Since the begin/end rendering events use the same clock, we can use them
to calculate the rendering duration, which is still useful to have
regardless of whether we can correlate with other events in the
timeline.

> > I think one way to resolve this would be to add some indication of clock
> > domain in all timestamps in the timeline (whether timepoints or event
> > arguments). This way tools would know whether/how to interpret
> > relationships between events from different sources.
> 
> Please, no. The timelines are already complicated to interpret, let's
> not add a new dimension to the problem. All absolute timestamps must be
> kept in the same clock domain and time base.

The problem is that even now, that's not the case; the timeline log
files potentially contain timestamps from different clock domains. The
timepoint timestamps are in CLOCK_MONOTONIC, but the accurate
presentation timestamps (i.e., in VBLANK arguments) are in an arbitrary
clock depending on the compositor.

The software presentation clock, used by non-DRM platforms, prefers
other clocks, and the DRM platform may use either CLOCK_MONOTONIC or
CLOCK_REALTIME, so no guarantees there either.

Given records =
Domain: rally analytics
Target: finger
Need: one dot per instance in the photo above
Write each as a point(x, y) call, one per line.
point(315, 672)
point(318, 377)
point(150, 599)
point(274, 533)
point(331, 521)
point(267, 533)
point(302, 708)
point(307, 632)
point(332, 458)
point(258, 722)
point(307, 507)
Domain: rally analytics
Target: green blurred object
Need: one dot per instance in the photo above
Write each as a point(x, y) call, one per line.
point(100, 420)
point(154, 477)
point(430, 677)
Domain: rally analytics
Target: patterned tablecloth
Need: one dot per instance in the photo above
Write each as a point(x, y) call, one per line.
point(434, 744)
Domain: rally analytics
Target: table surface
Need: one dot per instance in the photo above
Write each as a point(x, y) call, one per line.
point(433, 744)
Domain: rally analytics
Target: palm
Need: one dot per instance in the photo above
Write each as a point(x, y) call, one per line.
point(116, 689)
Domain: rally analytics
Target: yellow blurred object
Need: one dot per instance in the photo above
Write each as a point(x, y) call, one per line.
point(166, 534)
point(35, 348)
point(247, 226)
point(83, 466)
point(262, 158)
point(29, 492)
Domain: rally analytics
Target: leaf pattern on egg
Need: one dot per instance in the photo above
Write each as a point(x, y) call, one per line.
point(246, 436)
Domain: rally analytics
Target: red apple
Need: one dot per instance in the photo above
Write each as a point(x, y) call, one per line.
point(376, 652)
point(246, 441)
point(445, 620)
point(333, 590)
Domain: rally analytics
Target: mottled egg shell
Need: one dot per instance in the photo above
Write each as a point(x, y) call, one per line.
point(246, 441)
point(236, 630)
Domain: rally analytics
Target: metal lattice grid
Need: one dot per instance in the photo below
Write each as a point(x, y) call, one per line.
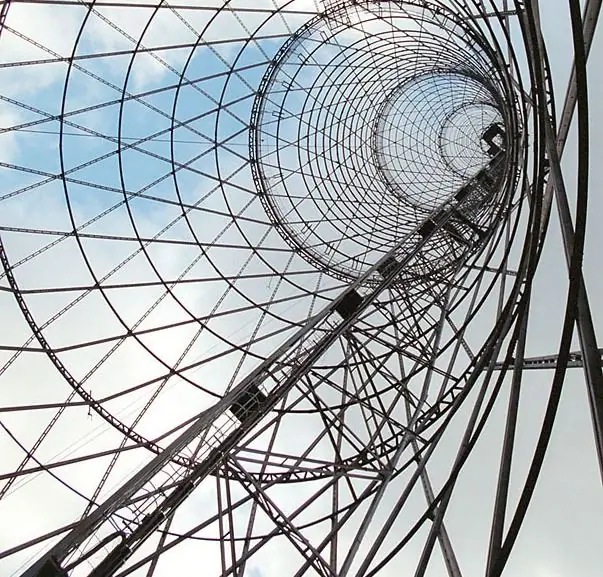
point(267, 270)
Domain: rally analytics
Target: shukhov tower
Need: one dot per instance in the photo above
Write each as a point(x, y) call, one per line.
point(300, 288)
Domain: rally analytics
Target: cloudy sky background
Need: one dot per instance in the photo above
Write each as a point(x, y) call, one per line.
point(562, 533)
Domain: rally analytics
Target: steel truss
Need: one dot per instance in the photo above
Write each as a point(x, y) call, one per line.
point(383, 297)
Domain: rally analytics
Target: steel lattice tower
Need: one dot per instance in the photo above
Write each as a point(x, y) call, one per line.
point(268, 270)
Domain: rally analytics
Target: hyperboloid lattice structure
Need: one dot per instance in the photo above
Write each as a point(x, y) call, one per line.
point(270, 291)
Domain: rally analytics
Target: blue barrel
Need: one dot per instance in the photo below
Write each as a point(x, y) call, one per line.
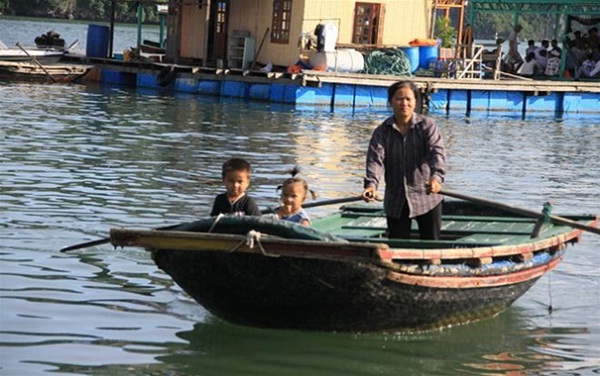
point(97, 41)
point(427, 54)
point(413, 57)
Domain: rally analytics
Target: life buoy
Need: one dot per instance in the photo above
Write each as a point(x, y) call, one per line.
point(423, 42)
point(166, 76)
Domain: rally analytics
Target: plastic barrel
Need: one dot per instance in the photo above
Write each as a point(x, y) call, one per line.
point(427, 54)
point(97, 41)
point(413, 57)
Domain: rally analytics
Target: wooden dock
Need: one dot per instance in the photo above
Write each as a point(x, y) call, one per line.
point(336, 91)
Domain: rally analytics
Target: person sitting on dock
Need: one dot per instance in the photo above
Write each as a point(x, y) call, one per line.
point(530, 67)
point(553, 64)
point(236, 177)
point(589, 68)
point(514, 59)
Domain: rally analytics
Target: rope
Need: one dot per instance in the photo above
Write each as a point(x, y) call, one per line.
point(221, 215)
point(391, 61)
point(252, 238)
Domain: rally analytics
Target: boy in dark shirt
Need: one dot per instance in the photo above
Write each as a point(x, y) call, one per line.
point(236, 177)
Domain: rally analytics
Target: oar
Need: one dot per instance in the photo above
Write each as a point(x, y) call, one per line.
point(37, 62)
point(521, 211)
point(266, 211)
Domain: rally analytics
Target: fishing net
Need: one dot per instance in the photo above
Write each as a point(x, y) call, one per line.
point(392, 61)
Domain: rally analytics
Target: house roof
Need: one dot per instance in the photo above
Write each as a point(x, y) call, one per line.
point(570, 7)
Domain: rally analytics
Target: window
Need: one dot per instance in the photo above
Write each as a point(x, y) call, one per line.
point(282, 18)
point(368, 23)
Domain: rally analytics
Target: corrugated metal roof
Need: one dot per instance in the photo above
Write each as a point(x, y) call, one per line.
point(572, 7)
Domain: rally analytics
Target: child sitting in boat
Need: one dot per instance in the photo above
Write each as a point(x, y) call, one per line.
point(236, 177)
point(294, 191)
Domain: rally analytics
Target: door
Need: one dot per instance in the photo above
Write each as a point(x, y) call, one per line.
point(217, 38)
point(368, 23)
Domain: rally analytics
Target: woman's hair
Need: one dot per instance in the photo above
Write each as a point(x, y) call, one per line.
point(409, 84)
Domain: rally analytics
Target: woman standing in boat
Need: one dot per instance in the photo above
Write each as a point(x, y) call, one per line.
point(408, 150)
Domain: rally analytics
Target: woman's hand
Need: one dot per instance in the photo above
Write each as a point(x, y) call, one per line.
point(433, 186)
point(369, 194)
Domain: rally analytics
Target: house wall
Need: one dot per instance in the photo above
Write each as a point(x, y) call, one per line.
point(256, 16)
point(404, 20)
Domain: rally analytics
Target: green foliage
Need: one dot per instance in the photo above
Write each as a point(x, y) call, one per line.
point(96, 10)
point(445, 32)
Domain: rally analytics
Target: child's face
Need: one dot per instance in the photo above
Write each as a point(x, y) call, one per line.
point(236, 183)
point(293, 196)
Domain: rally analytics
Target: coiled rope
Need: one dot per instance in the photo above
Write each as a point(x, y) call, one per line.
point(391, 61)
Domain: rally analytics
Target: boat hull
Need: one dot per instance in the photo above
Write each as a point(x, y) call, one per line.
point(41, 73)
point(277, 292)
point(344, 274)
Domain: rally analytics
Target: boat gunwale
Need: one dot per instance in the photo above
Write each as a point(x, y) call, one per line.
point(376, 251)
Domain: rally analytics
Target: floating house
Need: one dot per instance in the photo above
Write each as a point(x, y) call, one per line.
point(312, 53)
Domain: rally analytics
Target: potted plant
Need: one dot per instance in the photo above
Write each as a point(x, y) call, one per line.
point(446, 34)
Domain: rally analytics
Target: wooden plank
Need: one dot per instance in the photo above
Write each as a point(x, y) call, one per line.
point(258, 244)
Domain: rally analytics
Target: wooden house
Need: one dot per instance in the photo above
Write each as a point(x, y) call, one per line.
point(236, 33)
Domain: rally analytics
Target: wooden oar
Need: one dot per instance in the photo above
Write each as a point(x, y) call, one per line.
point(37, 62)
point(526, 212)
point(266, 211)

* * *

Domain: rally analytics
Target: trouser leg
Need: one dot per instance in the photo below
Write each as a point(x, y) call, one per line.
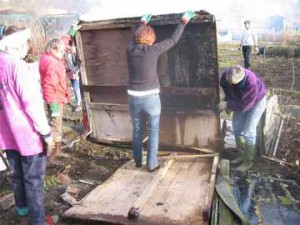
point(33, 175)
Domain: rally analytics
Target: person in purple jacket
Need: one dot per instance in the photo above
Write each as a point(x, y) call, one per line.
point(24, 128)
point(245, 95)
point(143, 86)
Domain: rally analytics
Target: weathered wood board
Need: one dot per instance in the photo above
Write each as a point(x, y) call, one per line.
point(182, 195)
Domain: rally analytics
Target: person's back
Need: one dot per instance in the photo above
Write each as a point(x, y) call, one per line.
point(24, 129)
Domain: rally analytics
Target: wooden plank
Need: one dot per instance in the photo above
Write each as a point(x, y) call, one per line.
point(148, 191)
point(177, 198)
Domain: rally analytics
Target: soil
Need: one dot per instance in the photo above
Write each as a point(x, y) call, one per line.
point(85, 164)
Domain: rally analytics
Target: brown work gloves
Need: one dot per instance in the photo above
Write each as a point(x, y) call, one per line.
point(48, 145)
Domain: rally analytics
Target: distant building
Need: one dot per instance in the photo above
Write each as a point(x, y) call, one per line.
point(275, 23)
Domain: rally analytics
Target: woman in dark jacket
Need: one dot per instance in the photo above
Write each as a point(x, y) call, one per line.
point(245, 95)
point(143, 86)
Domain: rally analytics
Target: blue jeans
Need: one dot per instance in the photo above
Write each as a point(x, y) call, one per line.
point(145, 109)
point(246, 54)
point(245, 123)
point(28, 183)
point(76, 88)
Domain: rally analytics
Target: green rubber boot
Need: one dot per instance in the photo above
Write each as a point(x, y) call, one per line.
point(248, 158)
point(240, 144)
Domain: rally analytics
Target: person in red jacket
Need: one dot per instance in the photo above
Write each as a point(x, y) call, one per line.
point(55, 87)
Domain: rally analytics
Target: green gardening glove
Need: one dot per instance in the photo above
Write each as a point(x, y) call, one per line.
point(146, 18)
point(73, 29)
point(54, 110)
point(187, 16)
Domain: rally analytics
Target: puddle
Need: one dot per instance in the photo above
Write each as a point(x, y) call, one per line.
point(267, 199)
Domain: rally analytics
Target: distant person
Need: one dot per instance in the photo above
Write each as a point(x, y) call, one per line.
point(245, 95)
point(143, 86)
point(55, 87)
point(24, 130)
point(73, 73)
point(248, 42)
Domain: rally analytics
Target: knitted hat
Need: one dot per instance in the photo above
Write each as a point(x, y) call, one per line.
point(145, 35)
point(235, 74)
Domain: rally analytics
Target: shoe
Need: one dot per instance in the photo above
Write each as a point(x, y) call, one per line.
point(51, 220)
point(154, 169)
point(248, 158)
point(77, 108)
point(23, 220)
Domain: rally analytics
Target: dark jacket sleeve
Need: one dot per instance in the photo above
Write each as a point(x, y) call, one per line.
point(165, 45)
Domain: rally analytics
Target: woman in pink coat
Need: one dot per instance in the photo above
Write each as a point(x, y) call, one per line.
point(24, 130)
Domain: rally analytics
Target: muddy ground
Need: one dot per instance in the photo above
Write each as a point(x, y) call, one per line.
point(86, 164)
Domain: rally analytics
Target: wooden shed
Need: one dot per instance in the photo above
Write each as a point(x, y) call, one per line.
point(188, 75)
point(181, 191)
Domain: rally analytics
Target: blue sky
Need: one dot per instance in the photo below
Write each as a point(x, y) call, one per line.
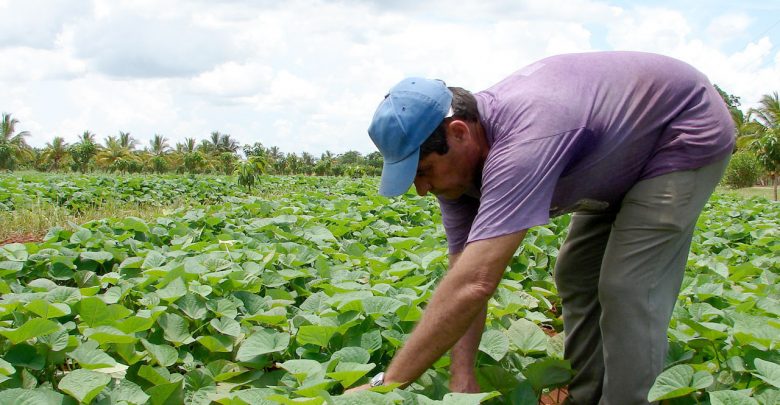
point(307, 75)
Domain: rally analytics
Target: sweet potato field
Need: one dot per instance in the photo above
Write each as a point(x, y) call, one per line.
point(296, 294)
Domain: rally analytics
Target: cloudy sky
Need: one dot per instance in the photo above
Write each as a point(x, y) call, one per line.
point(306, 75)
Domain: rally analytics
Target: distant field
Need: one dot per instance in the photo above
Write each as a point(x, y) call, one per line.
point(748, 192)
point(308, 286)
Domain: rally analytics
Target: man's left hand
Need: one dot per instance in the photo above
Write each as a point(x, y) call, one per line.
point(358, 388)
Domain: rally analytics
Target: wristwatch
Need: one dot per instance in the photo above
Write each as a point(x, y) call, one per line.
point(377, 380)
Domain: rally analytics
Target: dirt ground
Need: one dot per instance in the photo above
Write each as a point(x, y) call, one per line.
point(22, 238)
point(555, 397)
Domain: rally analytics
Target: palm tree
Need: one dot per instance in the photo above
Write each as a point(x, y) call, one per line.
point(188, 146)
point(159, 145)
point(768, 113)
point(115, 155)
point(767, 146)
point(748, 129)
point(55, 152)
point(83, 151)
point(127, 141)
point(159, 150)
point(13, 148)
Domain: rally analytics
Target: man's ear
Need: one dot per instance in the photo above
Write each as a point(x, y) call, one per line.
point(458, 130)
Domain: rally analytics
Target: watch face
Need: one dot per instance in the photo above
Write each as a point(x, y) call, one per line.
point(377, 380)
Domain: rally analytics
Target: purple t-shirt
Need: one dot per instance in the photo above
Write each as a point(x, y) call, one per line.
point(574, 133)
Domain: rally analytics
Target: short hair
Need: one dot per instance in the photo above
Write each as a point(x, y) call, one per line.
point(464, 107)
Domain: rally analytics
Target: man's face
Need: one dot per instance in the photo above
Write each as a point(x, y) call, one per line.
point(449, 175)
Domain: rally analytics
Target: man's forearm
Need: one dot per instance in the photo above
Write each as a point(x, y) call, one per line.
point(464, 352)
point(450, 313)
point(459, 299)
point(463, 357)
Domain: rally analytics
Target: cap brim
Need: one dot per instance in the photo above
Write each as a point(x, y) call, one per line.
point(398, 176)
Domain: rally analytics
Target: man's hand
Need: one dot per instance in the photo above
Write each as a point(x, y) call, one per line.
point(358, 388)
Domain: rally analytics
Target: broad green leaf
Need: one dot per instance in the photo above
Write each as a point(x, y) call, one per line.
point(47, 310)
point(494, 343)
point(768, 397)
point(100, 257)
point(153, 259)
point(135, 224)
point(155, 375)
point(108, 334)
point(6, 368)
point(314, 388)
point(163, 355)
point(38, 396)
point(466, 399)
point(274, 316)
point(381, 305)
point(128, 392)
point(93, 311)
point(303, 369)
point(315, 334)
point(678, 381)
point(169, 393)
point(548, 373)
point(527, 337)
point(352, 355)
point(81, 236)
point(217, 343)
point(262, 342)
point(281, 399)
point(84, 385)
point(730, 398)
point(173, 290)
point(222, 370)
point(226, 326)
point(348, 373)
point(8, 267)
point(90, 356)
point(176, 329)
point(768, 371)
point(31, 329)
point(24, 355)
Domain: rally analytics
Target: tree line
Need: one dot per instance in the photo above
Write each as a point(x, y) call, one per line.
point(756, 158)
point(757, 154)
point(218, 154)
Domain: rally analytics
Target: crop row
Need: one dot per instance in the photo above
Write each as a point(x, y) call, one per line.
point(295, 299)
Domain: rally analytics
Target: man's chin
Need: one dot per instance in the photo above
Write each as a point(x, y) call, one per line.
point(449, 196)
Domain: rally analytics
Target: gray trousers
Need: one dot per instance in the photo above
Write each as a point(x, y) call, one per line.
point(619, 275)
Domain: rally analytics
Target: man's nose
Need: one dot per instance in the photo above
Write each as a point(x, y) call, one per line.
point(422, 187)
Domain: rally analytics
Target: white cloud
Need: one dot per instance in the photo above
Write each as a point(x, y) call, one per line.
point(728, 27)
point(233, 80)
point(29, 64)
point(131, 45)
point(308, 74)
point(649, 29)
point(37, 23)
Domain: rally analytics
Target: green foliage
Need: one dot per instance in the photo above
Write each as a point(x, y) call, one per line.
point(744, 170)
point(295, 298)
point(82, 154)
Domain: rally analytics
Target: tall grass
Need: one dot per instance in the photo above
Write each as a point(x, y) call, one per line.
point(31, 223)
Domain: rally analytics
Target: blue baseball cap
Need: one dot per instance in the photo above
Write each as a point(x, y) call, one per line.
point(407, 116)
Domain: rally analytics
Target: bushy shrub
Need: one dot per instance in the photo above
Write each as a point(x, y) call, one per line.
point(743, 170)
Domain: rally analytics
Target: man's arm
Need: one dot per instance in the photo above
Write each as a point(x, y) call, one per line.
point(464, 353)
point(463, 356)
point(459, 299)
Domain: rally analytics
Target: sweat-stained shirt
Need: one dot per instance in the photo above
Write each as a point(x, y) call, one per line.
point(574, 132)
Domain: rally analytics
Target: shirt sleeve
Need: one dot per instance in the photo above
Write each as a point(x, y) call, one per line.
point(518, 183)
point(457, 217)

---

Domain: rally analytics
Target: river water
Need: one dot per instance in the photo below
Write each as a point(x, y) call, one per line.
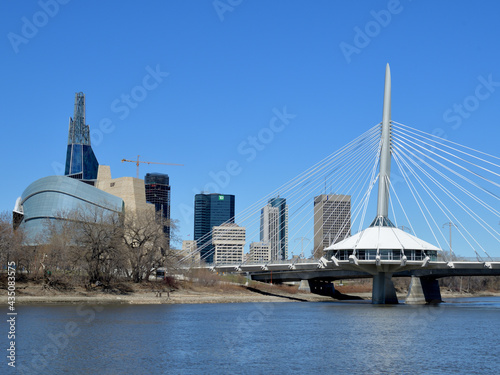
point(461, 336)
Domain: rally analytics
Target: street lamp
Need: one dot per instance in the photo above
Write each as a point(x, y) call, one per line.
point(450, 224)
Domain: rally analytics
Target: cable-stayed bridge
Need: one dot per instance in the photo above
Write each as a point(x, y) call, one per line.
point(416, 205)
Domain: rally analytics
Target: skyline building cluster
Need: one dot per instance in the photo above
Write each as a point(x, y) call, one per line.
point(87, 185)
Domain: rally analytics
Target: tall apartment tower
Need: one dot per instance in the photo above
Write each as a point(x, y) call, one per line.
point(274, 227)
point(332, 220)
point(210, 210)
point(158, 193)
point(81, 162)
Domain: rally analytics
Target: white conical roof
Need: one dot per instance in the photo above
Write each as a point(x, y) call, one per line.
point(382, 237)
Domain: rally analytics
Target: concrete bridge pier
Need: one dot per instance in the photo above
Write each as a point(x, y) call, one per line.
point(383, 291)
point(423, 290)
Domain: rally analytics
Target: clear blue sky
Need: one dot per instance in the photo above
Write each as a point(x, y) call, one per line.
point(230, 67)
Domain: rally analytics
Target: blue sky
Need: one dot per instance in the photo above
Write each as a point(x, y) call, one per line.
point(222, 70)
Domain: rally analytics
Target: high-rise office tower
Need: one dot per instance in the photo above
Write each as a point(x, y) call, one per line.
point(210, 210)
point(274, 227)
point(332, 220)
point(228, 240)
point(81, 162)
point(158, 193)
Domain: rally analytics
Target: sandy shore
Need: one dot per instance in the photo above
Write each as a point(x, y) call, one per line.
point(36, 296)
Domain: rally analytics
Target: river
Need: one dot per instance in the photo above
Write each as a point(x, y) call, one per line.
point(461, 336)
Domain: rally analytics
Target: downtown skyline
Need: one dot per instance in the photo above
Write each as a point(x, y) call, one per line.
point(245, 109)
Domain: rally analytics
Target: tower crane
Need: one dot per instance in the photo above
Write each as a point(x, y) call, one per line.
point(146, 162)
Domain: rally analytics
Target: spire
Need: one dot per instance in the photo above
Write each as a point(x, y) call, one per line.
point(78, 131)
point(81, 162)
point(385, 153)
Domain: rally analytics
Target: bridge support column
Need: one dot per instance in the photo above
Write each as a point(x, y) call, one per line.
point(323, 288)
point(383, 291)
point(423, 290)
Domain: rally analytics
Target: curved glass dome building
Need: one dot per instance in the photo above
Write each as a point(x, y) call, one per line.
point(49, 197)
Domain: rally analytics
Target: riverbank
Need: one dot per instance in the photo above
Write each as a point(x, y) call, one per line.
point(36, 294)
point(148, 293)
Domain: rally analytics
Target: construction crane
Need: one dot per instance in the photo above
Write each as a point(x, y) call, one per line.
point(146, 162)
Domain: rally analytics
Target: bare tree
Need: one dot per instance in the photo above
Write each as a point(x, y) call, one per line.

Work to be completed = Resume the reply about clock domains in timeline timestamps, carrying it on from its last sentence.

Written answer =
In order for the timeline log to be generally useful we either need to
guarantee that we use the same clock domain everywhere (I don't think
conversions are a good option, read my thoughts below), or include the
domain indication. Otherwise, the presentation data in the timeline log
is only valid when captured under a limited setup, and, most
importantly, there is no indication in the logs about the validity of
the data.

> If you really wanted to keep the GPU timestamps even with different
> clocks, libweston should do the time conversion itself.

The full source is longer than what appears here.